• _WORK REQUIRED_: Exactly and only the lines from the line holding "Keypoint placement: for each instance of the glittering" to the end of the records should be reproduced. Leave pictures out.

• _RECORDS FOR THE TASK_:
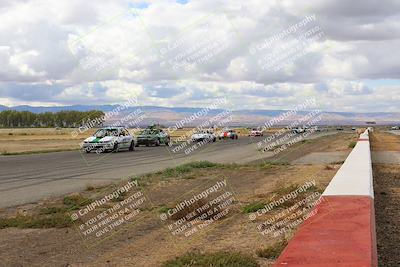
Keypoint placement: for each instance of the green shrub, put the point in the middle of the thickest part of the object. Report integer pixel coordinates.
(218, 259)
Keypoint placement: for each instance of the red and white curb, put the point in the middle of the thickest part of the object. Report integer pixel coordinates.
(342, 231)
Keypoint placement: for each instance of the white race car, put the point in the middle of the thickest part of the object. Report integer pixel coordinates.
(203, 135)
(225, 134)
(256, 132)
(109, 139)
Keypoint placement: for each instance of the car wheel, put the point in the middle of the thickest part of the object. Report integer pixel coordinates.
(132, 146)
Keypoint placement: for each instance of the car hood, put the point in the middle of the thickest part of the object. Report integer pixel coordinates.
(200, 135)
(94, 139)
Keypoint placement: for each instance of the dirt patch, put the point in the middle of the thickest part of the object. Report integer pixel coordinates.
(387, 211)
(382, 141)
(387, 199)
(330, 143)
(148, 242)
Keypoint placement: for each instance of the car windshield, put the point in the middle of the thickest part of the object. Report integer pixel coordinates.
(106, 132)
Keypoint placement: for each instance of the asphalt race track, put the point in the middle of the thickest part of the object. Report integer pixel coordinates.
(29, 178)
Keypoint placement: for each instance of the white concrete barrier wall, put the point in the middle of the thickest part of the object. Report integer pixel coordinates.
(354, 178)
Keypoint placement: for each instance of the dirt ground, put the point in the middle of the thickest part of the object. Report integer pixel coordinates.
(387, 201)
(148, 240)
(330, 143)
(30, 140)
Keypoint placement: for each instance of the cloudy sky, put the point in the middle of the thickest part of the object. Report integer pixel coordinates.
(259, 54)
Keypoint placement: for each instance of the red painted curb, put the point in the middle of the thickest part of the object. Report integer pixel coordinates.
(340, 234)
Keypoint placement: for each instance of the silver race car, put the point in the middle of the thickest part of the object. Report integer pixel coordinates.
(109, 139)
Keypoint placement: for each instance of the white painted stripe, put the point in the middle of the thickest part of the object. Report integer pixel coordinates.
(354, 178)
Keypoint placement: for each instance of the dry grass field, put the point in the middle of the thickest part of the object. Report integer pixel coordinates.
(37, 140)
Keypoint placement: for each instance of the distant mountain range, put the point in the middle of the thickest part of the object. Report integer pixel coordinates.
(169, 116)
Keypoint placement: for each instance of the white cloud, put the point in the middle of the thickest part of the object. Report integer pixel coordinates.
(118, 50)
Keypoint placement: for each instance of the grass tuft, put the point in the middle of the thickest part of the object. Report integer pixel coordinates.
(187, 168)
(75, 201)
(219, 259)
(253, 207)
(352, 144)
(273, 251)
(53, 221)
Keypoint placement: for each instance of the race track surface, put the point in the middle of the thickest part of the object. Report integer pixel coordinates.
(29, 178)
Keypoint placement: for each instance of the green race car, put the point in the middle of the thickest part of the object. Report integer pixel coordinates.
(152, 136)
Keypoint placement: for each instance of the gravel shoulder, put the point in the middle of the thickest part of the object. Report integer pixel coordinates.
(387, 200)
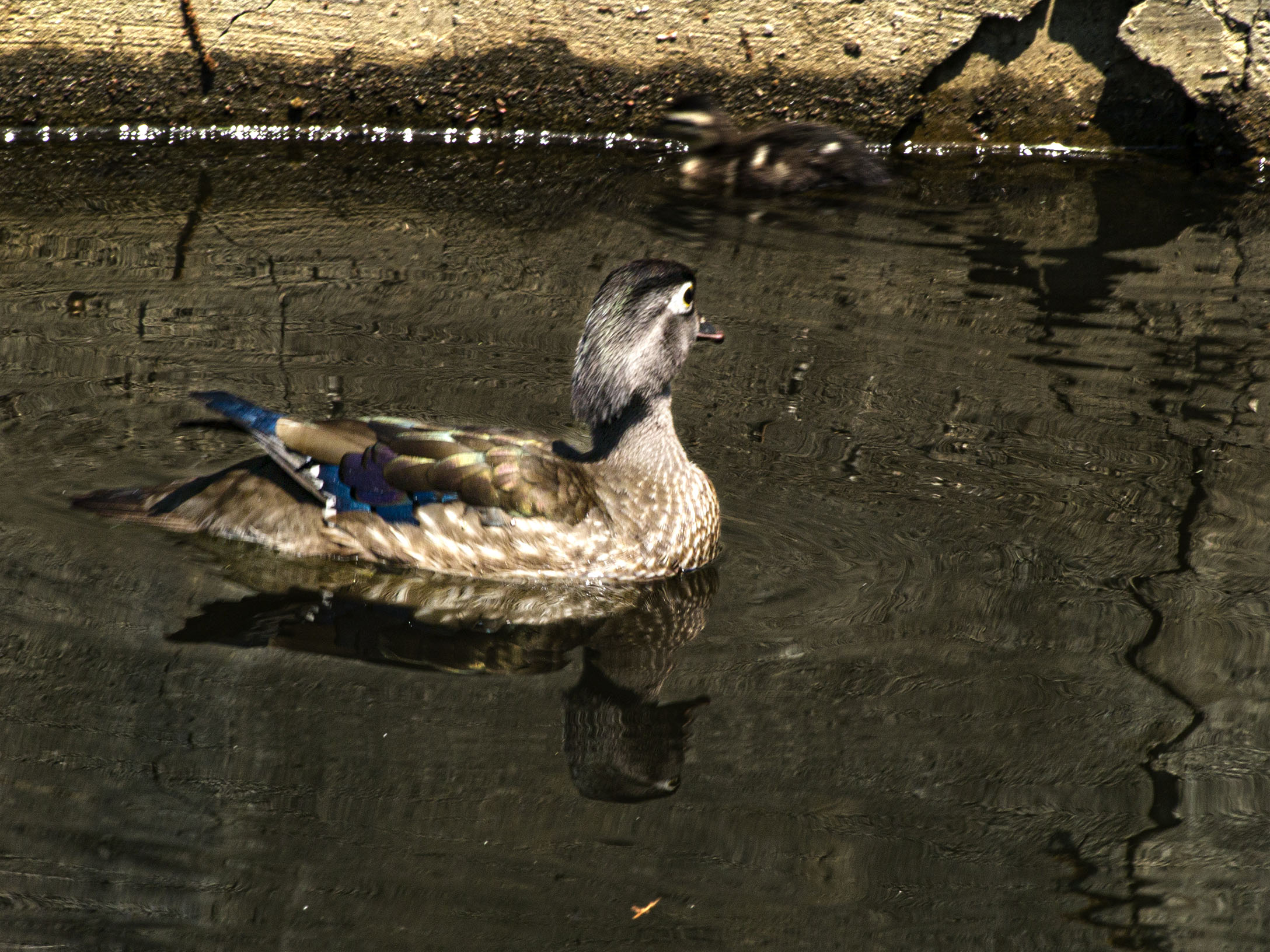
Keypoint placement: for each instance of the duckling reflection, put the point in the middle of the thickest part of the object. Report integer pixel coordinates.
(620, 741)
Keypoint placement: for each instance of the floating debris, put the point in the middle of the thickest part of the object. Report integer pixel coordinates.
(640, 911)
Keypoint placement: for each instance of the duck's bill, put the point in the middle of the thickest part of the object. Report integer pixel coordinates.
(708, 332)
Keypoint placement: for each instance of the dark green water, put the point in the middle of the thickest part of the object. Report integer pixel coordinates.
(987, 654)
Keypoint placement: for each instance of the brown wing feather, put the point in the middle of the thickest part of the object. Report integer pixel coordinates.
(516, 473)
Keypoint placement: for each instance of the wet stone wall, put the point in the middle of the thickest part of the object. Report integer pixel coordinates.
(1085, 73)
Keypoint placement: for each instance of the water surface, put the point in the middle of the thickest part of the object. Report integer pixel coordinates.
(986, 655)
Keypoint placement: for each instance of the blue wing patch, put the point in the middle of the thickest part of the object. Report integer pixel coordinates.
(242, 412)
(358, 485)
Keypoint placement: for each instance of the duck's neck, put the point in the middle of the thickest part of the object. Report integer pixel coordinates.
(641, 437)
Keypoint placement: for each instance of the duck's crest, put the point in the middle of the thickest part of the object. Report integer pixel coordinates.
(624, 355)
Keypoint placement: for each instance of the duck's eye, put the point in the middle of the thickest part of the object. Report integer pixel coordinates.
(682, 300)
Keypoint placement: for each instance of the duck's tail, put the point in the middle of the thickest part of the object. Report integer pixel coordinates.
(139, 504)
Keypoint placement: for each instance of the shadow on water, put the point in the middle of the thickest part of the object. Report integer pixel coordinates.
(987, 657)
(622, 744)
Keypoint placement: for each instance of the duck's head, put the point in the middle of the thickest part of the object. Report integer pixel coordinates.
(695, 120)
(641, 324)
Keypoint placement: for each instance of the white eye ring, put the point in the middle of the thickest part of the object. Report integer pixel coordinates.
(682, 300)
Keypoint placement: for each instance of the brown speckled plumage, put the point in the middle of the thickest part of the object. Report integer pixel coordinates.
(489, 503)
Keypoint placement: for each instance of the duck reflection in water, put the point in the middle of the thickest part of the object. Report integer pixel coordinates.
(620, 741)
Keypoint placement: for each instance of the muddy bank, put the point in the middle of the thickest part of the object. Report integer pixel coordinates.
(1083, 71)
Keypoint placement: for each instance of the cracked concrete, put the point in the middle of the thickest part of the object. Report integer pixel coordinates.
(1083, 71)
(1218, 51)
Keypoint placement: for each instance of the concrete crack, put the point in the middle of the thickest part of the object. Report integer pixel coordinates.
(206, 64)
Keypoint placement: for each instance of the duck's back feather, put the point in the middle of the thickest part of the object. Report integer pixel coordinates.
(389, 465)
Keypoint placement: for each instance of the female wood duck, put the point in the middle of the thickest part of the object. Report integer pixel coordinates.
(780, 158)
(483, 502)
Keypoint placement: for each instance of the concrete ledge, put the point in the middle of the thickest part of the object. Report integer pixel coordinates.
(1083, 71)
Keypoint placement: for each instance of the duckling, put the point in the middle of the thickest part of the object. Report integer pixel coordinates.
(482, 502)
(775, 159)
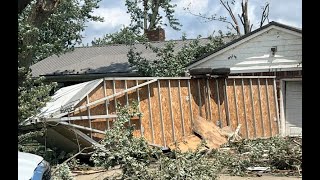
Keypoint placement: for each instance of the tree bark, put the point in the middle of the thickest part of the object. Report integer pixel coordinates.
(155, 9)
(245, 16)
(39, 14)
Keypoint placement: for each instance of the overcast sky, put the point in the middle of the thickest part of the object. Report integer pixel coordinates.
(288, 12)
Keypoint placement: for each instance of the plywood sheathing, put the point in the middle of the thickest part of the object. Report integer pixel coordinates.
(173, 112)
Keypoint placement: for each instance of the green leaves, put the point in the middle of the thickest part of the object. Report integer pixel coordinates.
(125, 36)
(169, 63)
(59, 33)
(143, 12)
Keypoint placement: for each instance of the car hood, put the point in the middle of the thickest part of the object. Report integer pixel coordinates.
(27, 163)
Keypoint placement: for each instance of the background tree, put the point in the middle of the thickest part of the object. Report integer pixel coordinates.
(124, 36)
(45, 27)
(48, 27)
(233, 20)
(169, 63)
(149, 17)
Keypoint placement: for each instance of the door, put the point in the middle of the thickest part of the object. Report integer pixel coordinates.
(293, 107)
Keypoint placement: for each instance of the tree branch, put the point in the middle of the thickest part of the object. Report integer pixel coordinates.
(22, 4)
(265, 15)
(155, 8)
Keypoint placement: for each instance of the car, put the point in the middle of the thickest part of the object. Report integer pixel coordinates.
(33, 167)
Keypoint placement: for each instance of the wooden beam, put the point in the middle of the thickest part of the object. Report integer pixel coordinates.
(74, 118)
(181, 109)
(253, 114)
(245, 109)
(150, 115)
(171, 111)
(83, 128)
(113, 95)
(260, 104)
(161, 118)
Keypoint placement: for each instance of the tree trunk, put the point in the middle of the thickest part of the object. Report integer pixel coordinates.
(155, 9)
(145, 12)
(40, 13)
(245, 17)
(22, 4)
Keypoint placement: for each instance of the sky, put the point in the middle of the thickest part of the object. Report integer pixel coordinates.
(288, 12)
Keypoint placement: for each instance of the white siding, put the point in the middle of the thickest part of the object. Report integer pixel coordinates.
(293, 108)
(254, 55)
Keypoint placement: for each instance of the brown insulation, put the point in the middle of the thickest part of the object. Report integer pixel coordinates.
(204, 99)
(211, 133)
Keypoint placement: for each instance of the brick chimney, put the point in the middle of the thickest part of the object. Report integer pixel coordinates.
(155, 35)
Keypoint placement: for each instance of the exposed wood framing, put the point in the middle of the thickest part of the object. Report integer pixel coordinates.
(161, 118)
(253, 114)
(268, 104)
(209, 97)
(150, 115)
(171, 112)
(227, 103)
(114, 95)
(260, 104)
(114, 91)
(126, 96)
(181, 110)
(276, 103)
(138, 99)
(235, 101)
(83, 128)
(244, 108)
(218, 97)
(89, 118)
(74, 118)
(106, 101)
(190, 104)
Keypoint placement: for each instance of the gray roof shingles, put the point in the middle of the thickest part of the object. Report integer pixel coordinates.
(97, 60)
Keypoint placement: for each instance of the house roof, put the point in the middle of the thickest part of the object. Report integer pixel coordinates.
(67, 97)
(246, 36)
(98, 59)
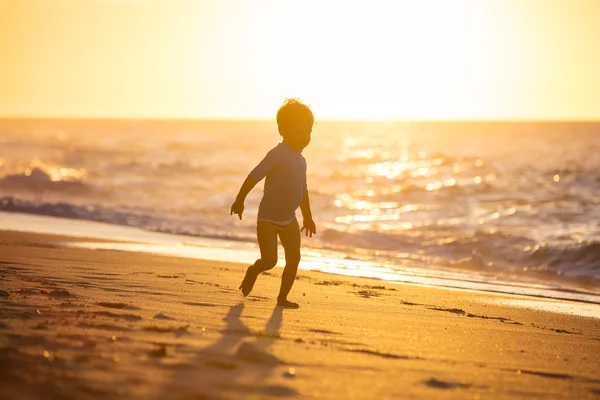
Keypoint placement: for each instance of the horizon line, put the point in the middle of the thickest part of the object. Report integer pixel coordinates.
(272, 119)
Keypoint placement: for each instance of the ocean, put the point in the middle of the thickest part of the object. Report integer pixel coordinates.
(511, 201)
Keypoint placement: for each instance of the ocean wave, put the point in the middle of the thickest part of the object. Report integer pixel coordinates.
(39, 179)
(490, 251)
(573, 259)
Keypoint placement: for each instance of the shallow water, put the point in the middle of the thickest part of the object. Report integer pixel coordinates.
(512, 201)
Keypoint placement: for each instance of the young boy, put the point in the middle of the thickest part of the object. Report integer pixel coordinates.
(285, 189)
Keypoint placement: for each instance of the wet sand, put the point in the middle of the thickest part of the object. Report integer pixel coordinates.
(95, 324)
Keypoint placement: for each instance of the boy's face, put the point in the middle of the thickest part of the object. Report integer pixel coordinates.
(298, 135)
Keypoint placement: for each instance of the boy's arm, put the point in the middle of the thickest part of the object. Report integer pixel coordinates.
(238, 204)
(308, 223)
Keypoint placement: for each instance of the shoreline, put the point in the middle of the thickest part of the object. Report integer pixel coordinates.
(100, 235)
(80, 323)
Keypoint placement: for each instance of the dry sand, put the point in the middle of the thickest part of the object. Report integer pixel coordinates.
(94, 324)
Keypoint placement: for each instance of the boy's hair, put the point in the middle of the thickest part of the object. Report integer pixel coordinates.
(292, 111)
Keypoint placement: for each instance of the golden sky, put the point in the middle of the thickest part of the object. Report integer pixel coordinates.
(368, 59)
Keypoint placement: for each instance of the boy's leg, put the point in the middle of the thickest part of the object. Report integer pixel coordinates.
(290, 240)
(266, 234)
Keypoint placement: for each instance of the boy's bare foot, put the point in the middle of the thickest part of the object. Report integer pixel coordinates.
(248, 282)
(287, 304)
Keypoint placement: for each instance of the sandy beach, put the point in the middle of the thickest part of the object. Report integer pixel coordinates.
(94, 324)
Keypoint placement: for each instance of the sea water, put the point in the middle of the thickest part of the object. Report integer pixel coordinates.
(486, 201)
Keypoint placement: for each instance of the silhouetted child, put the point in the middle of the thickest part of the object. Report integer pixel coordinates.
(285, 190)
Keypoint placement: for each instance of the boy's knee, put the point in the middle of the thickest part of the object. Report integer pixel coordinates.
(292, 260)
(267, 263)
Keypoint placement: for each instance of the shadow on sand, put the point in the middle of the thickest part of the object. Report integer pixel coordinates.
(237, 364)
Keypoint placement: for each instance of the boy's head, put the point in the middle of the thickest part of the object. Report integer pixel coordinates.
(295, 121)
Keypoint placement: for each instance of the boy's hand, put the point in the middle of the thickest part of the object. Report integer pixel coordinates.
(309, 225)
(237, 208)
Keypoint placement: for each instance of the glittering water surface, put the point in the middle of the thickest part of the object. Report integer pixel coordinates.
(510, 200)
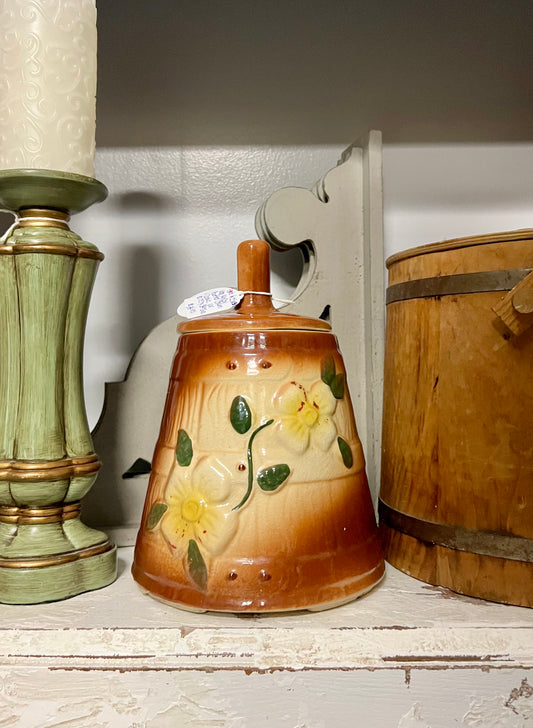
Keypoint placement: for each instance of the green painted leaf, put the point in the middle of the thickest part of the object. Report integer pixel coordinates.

• _REPLY_:
Keypoint placement: for each instance of the glittering water surface, put the point in the middle of the thickest part of the object. Report integer pixel coordinates.
(510, 200)
Keypoint placement: for each instance of the green painted leaf, put the point in the middle of the thickest part of the object. Report integer pixel coordinates.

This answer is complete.